DO THIS — Rewrite the entries below, from the line containing "surface in the photo above." through the last entry, with "camera-trap tally" changed to "field survey" and nothing else altered.

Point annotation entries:
******************************
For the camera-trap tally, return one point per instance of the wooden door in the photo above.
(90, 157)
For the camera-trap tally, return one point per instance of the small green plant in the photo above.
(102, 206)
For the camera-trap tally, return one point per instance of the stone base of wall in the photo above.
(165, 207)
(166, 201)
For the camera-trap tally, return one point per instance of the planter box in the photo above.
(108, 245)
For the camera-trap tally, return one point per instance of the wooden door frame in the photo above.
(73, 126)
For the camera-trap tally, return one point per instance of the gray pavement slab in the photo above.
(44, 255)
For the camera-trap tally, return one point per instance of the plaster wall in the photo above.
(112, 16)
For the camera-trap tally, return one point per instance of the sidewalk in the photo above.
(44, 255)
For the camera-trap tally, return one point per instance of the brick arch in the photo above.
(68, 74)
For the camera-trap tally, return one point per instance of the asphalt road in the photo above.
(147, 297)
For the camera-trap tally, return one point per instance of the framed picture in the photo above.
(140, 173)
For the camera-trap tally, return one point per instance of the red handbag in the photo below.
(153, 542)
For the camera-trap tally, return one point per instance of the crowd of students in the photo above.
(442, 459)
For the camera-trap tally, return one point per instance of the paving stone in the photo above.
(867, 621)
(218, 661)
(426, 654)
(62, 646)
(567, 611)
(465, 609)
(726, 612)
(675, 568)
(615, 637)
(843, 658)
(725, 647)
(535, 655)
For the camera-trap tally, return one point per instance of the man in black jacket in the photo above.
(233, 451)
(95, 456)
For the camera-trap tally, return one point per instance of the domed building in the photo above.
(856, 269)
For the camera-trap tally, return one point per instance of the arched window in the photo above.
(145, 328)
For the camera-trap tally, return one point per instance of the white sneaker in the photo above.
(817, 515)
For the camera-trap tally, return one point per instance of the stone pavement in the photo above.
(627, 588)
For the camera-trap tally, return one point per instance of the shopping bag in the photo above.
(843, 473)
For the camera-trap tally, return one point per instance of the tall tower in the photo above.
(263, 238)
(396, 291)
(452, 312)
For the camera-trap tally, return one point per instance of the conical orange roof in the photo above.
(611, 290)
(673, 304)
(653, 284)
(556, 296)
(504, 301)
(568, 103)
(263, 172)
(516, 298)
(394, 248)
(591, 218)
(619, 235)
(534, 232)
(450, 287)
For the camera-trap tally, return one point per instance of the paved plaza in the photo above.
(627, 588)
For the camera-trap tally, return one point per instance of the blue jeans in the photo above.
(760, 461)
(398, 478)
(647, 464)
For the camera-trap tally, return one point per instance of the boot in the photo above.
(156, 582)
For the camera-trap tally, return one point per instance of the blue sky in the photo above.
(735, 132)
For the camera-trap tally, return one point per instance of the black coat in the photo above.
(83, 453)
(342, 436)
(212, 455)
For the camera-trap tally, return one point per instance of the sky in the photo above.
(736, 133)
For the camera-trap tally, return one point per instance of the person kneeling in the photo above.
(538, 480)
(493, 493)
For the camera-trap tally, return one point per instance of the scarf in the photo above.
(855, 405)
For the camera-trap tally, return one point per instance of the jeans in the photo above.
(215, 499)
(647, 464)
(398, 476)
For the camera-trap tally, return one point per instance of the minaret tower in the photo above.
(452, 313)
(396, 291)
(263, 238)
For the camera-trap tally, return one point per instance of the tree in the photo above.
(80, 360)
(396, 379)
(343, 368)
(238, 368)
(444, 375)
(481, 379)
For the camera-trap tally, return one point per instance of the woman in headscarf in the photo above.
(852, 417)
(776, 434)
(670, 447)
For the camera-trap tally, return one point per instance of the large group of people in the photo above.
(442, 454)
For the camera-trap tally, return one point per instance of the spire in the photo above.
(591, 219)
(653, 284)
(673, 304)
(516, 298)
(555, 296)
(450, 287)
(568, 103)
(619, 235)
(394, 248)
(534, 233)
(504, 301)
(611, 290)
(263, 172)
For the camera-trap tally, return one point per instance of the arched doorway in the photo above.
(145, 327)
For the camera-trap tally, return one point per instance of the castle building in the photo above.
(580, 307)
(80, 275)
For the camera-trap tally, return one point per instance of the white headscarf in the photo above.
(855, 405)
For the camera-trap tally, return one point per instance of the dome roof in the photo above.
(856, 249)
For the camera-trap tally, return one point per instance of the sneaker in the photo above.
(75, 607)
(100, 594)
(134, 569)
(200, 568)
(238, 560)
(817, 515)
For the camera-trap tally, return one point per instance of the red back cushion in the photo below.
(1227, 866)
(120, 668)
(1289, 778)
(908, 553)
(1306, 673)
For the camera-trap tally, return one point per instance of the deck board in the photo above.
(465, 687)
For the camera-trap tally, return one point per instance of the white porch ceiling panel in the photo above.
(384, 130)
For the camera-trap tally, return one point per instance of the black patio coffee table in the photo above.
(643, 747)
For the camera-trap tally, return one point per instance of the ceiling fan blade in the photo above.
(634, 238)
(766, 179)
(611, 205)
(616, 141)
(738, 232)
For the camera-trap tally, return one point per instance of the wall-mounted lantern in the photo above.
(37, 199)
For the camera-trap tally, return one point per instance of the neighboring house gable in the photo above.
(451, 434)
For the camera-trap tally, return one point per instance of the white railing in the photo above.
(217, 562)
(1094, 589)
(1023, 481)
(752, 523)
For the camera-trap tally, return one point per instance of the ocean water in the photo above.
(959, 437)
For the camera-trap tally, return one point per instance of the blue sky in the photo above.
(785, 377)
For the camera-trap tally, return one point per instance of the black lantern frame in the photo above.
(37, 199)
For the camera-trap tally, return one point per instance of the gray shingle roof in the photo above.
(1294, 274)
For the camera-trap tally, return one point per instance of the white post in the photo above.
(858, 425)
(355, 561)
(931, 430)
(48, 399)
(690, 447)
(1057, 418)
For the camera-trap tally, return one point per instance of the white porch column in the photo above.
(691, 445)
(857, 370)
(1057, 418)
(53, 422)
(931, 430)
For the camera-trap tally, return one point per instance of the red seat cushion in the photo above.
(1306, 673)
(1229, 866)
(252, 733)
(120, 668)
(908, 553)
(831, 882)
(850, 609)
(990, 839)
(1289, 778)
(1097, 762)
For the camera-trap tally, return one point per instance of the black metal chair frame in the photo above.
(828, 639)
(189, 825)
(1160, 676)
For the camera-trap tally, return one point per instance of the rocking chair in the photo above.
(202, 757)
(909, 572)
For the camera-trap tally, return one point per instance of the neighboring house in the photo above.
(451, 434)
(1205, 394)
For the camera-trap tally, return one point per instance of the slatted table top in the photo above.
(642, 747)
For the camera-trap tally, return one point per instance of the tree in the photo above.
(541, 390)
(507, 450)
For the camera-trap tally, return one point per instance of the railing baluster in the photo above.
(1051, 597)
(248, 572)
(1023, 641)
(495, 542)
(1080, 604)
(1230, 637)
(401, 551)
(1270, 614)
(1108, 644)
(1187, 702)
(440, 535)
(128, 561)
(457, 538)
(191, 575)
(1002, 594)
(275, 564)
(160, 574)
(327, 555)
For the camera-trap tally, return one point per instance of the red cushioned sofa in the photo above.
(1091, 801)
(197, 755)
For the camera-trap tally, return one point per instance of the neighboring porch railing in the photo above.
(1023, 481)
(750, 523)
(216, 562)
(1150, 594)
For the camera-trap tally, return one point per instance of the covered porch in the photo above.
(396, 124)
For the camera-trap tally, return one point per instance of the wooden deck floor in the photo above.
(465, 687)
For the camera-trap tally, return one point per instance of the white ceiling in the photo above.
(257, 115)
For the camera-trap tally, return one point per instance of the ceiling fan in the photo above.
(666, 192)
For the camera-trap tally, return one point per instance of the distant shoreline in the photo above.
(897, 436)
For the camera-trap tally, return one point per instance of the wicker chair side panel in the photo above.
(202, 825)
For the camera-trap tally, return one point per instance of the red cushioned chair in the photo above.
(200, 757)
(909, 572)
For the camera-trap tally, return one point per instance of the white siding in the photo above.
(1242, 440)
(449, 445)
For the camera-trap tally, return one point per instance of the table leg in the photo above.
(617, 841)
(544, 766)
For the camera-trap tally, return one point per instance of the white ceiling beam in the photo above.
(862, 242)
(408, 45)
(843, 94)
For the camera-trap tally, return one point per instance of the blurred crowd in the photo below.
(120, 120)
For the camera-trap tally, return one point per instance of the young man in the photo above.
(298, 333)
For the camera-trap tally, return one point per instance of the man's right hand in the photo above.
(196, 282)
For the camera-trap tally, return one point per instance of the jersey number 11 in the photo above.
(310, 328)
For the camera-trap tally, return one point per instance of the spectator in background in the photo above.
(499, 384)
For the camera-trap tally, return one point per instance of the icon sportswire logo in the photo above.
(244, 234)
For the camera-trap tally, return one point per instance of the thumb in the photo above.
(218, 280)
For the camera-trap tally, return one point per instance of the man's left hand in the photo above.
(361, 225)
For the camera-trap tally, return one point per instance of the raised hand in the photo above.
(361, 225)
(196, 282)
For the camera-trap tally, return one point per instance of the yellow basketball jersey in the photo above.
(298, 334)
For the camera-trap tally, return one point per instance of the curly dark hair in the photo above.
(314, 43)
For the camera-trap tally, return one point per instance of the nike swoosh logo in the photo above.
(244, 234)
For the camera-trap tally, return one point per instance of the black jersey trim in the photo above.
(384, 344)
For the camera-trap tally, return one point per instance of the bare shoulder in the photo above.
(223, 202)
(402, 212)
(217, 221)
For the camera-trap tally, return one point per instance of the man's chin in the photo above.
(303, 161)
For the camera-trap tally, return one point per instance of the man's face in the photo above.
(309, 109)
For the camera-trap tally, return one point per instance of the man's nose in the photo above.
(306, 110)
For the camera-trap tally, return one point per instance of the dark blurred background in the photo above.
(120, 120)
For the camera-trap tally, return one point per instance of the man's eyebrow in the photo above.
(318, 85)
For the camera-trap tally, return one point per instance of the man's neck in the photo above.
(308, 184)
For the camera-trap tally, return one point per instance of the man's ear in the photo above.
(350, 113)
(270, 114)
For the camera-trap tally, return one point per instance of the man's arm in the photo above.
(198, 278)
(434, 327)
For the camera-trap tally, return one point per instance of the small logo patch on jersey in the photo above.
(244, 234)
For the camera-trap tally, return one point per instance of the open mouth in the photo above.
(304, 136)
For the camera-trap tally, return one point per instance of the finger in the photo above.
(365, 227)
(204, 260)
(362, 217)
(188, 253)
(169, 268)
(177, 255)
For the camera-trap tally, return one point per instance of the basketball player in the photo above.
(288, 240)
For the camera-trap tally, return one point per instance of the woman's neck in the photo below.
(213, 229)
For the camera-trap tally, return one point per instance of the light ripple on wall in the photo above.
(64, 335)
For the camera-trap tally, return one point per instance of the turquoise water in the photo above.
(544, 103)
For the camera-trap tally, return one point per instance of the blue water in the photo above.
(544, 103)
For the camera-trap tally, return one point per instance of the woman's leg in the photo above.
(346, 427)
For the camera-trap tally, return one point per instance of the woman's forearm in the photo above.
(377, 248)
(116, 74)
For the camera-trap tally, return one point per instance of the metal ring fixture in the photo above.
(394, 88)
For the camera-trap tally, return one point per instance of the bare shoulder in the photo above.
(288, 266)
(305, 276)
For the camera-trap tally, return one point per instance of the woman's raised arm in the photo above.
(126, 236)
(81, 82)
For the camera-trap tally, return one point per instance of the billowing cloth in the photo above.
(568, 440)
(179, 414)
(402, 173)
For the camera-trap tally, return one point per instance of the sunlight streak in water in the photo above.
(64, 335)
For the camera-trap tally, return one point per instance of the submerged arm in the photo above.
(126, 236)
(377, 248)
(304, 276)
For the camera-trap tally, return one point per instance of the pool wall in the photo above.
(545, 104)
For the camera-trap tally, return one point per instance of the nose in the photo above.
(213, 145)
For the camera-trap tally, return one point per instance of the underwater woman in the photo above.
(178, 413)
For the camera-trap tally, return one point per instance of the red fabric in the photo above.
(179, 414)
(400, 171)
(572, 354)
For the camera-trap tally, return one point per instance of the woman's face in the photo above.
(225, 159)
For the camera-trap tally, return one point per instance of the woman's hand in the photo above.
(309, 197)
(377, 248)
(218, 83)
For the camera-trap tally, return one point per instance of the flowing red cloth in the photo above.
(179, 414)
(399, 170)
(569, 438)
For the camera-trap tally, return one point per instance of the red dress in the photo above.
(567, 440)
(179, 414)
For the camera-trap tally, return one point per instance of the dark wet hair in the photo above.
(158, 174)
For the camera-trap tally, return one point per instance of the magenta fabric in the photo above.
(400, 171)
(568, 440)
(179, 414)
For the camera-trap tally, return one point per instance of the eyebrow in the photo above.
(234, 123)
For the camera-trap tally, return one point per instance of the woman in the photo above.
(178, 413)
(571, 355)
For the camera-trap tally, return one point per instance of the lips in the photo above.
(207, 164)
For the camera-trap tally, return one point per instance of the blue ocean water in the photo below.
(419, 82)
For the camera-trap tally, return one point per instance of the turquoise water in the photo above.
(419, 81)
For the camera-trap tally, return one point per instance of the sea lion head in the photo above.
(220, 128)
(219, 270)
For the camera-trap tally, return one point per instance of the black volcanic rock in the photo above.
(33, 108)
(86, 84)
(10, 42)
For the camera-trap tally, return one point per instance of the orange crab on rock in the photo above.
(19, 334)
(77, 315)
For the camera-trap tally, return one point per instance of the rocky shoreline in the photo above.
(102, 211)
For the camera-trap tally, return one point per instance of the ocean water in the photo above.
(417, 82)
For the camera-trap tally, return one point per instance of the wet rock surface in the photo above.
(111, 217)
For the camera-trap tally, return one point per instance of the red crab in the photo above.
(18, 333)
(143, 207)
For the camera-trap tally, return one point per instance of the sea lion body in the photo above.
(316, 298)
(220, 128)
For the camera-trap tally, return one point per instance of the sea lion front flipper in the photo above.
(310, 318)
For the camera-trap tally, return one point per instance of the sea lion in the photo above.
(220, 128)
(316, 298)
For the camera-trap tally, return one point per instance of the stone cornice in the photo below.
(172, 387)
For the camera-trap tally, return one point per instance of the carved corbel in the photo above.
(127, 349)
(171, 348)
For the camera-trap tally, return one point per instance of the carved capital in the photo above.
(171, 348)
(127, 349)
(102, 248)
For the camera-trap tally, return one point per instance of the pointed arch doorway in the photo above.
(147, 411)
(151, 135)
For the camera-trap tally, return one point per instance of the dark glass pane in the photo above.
******************************
SOLVED PROBLEM —
For the field survey, return one point per instance of the wet rock surface in the photo above.
(111, 217)
For the field survey, return one point per instance of the red crab in the photo above.
(18, 333)
(143, 207)
For the field survey, return one point per instance of the sea lion body in the photo above.
(316, 298)
(220, 128)
For the field survey, return one point per instance of the sea lion front flipper in the photo above.
(310, 318)
For the field survey, return one point per instance of the sea lion in the photo above.
(220, 128)
(316, 298)
For the field survey, return one point per instance of the stone cornice in the photo below.
(172, 387)
For the field survey, return one point per instance of the carved corbel in the photo above.
(127, 349)
(171, 348)
For the field survey, return one point per instance of the carved capital in the photo above.
(171, 348)
(127, 349)
(102, 248)
For the field survey, return one point per instance of the pointed arch doorway in the photo above.
(147, 411)
(151, 135)
For the field survey, return one point per instance of the dark glass pane in the photo above.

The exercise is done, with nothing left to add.